* _TASK TO CARRY OUT_
A full, exact copy of the records below is the required answer.

Region pointing data:
══════════
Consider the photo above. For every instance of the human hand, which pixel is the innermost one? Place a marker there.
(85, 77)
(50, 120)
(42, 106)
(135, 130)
══════════
* _TASK RESULT_
Consider the photo above. For every instance of the human hand, which pixel is the innermost one? Place a marker there.
(85, 77)
(50, 120)
(42, 106)
(135, 130)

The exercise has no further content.